• _Problem requirements_
List every line in the items below that contains the string "Target".

• _Given entries_
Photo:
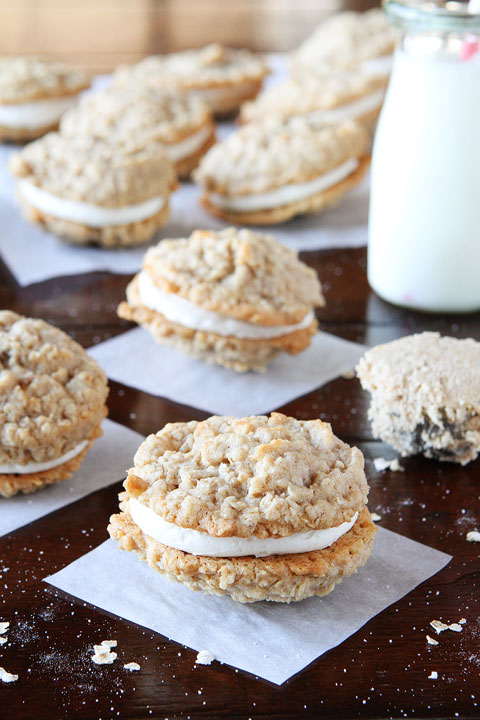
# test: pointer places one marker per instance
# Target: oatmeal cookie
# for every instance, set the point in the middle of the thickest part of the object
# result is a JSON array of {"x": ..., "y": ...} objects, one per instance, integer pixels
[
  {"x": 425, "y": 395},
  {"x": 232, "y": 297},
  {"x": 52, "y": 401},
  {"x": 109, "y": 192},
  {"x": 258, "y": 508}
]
* * *
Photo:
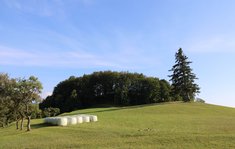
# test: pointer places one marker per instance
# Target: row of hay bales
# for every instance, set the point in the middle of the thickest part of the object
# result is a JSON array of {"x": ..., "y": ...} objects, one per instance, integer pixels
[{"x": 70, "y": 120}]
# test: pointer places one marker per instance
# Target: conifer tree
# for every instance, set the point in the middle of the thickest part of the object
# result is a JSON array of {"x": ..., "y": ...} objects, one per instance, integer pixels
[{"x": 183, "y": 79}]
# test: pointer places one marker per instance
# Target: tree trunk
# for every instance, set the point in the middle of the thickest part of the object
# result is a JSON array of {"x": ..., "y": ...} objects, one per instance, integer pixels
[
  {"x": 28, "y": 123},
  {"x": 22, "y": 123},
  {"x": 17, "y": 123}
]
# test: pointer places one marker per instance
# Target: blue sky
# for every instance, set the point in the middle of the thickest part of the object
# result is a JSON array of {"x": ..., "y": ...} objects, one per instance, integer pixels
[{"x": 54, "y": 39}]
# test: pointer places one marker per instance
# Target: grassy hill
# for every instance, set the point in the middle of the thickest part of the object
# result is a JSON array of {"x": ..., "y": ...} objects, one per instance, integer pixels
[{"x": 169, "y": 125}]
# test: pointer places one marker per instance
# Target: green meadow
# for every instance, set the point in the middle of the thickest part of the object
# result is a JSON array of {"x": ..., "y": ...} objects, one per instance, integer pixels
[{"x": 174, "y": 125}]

• _Output of the task_
# Target: oatmeal cookie
# Target: row of hay bales
# Target: conifer tree
# Target: tree trunk
# Target: blue sky
# Target: grassy hill
# Target: green meadow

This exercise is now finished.